TEXTO BASE:
Elegí hacerme fan de las amplias camisas de cuadros, los pantalones cargo, los tops de tirantes sobre camisetas que me cubrieran bien y las botas Dr. Martens.

Yo no llevé riñoneras, sino bandoleras y mochilas grandotas que no llamaran la atención en mi espalda ancha.

Yo no usé gargantillas tatuaje, sino cordones de cuero largos con un colgante de buen tamaño para que no se viese ridículo sobre mi pechamen.

Me encantaban los vestidos floreados, las faldas de tablilla con calcetines hasta la rodilla. Mataría por el armario de Alicia Silverstone en ‘Fuera de onda’. Si tuviese el tipo de cualquiera de las protagonistas de aquella película.

Pero como yo tenía el cuerpo que tenía, lo vestía con aquellas prendas que, aún siendo más o menos tendencia, ocultaban mis formas lo máximo posible.

No pretendo culpar a nadie, pero conforme la cifra que me mostraba la báscula iba aumentando y mi complejo creciendo en consecuencia, aquella sociedad que llamaba a Geri Halliwell ‘la Spice gorda’, me iba hundiendo más y más en mi espiral de odio hacia mi cuerpo.

Recuerdo haber tenido un recorte de revista de una imponente Britney Spears vestida solo con un escueto bikini en mi corcho, justo al lado de una foto que me habían hecho en una excursión, en la que salía medio de espaldas y marcando chichamen.

El resto de las chicas estaban en traje de baño o con ropa corta y ligera (vestiditos con estampado floral, camisetas de tirantes con shorts vaqueros…). Yo me había ido de excursión a la playa con una camiseta negra holgada y un pantalón de chándal Adidas, como los de Mel C., que me quedaba enorme de pierna para evitar de ese modo que me apretase en la cintura. Y aún así, al girarme se me marcaba un más que evidente michelín.


Foto de Polina Tankilevitch en Pexels

El torneado y bronceado físico de Britney que observaba fijamente cada mañana era mi objetivo. Podía conseguirlo, pues mis formas eran las correctas, solo que parecían sobredimensionadas en proporción con el tamaño de mi cabeza. Era cuestión de bajar de peso. ¿Cómo? Pues dejando de comer, porque las dietas parecían no ser más que un reto para mi metabolismo perezoso.

Al cuarto día sin probar apenas bocado la profe de matemáticas me sacó a la pizarra a resolver una ecuación. No sé si por sentirme observada por mis compañeros, si porque despejar la X no se me daba nada bien, porque mi cuerpo necesitaba nutrientes a la voz de ya, o por la suma de todas esas circunstancias, me caí redonda como era antes de llegar a coger una tiza.

EXTRACTOS DE REGISTROS:
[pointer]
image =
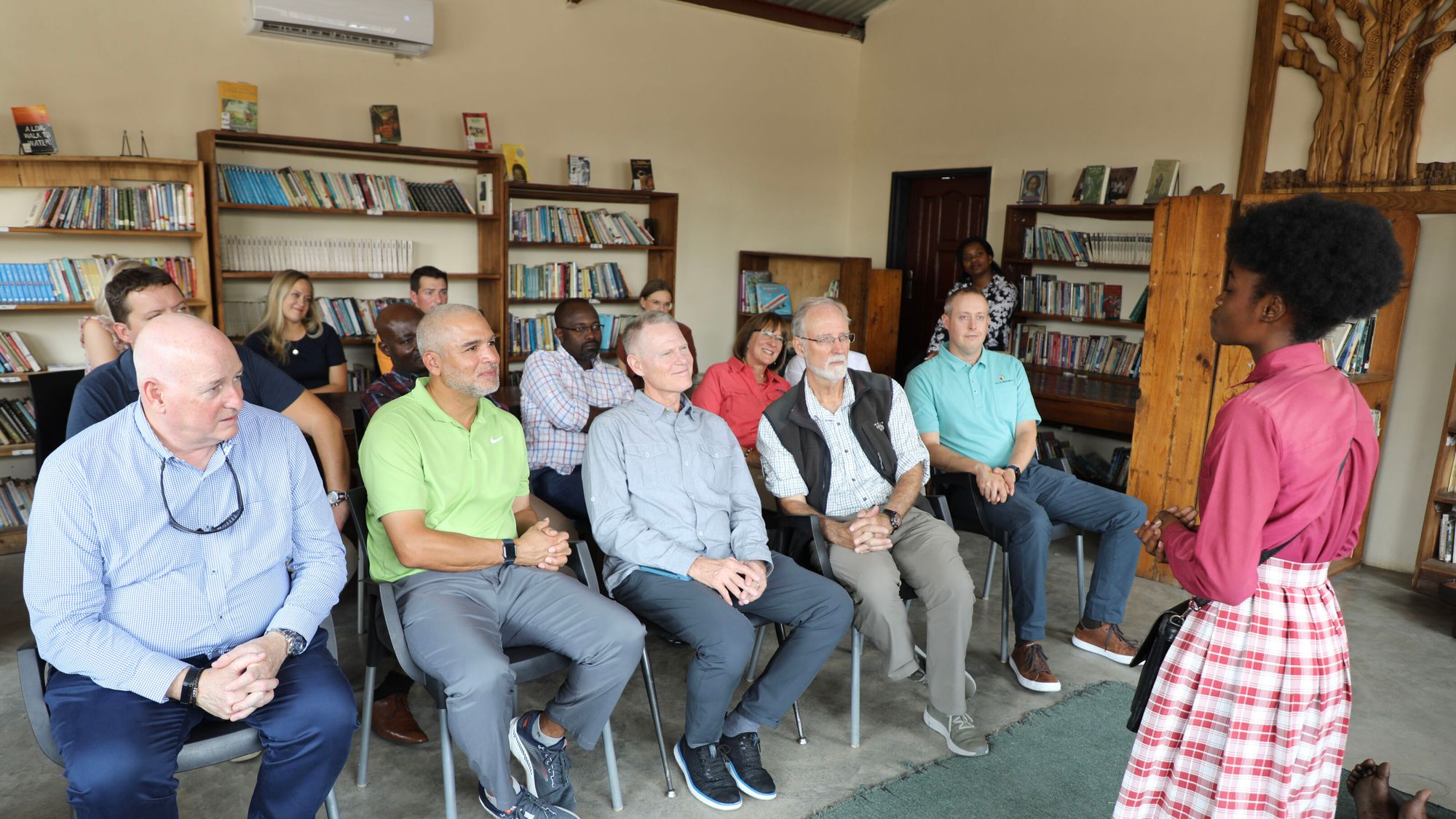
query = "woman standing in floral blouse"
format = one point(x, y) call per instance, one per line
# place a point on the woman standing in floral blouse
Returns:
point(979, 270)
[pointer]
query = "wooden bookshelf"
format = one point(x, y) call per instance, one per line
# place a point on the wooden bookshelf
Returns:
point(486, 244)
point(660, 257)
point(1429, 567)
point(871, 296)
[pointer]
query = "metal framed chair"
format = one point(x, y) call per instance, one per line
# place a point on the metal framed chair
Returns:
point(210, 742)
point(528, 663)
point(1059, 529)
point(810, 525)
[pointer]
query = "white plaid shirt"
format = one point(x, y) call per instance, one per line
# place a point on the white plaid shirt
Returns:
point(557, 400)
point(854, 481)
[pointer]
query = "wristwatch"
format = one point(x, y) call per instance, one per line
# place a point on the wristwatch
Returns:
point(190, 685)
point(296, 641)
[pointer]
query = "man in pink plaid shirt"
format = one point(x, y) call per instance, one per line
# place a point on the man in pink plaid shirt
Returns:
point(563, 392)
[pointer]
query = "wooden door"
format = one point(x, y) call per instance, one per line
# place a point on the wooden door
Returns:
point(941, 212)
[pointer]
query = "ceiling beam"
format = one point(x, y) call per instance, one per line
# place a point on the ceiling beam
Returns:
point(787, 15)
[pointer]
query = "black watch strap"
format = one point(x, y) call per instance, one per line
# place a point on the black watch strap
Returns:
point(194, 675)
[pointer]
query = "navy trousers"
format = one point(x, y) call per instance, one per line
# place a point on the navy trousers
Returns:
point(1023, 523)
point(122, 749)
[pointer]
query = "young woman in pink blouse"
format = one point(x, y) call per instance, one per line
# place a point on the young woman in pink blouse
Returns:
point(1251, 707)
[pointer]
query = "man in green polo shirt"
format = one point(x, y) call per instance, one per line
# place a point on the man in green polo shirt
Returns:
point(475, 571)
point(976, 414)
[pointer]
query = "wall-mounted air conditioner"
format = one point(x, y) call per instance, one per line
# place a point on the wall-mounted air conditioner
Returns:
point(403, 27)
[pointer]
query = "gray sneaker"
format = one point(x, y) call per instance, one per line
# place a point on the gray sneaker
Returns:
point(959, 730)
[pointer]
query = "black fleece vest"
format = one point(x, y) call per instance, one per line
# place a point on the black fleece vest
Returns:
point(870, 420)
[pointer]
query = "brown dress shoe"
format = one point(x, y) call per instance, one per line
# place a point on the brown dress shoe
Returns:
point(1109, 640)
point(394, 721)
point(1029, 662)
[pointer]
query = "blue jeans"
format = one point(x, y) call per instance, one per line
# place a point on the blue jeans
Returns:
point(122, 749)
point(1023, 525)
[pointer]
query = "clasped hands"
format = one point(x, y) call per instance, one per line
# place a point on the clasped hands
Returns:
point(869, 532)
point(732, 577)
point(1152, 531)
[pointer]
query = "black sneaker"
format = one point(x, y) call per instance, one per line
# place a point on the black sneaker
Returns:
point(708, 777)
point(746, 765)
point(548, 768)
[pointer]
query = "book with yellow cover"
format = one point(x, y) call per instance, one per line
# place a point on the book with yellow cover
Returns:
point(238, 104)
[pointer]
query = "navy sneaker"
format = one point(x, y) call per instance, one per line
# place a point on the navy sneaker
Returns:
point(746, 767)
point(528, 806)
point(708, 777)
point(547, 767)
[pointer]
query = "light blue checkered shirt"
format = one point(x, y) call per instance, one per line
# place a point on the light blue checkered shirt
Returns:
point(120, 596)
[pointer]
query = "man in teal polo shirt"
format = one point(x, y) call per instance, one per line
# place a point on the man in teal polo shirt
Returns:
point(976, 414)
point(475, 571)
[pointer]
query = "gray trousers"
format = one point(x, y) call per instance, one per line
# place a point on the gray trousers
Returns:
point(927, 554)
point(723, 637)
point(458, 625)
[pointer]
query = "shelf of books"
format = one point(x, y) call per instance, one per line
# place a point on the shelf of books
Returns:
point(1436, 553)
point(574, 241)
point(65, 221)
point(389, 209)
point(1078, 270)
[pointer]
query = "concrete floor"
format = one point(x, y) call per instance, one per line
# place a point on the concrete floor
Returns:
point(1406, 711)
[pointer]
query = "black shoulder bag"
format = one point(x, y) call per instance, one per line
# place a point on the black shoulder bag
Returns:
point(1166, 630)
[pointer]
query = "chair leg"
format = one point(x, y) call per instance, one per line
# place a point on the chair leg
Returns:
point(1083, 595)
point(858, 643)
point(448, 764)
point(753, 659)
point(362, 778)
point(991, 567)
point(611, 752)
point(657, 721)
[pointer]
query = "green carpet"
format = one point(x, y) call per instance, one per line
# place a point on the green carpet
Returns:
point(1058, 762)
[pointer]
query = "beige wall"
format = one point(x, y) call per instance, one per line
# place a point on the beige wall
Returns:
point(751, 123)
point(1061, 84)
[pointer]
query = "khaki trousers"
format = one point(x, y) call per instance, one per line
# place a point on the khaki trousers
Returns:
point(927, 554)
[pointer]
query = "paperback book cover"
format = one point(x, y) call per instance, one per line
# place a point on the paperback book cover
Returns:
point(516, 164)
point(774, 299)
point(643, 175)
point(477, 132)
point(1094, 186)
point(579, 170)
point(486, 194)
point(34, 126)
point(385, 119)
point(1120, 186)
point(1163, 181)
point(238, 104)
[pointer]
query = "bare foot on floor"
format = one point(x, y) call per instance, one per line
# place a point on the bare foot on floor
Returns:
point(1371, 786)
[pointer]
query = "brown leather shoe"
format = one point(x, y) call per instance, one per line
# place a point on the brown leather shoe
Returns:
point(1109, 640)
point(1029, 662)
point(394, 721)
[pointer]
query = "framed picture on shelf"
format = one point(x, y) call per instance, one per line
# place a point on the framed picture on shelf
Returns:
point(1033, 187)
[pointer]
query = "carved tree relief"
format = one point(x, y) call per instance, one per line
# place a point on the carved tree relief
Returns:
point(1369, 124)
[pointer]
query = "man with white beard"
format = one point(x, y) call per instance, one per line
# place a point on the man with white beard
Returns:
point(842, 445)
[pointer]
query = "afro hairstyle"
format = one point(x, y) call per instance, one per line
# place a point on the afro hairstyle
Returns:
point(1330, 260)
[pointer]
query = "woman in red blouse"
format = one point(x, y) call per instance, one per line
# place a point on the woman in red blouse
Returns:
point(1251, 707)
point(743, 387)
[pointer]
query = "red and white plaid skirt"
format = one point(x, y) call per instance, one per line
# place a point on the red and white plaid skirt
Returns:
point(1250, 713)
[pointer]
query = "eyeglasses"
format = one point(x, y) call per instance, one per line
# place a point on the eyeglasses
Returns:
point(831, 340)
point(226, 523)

TAREA 1:
Según la primera frase del relato sobre la ropa y el complejo con el cuerpo, ¿de qué prendas y calzado se hizo fan quien narra? Nómbralos todos.
TAREA 2:
Sigue escribiendo el relato sobre la ropa y el complejo con el cuerpo a partir de su última frase.

TU RESPUESTA 1:
- Amplias camisas de cuadros
- Pantalones cargo
- Tops de tirantes sobre camisetas que cubrieran bien
- Botas Dr. Martens

TU RESPUESTA 2:
Qué vergüenza más grande.

Fue mi primer pensamiento al despertar rodeada de media clase y bajo la mirada preocupada de la profe, que me daba aire con el maldito libro de mates.

Aquel día decidí que lo de pasar de comer no era opción, afortunadamente, por lo que en ese sentido la cosa nunca fue a más ni degeneró en ningún tipo de trastorno alimenticio.

Sin embargo, la relación con mi cuerpo no mejoró.

De hecho, no dejó de empeorar porque tampoco dejé de engordar.

Seguí ocultándome tras ropa enorme. Sufriendo al ver cómo lucían las demás con sus faldas, vestidos, escotes y pantalones ajustadísimos. Pasando calor cuando hacía bueno.

No fui a la fiesta de graduación porque no iba a encontrar un vestido para mí, no me quedaría bien aunque diese con uno bonito de mi talla, y porque mis complejos e inseguridades no eran buenos compañeros de fiesta. Eso ya lo sabía yo.

Tampoco me atreví a ir a la excursión de fin de curso. ¿Una semana en Mallorca? Hotel, piscina, playa y calor. Buf, qué va. Era un planazo, claro que sí. Pero ¿bikinis de cortina? ¿Bañadores de muslo alto? Los ‘Vigilantes de la playa’ hicieron mucho daño a las mujeres acomplejadas de los 90. Y pasarme el día sudando como un pollo mientras veía a los demás disfrutar, como que no era plan.

La década terminó, el instituto también y entré en el nuevo milenio más gorda y más enfadada con mi cuerpo.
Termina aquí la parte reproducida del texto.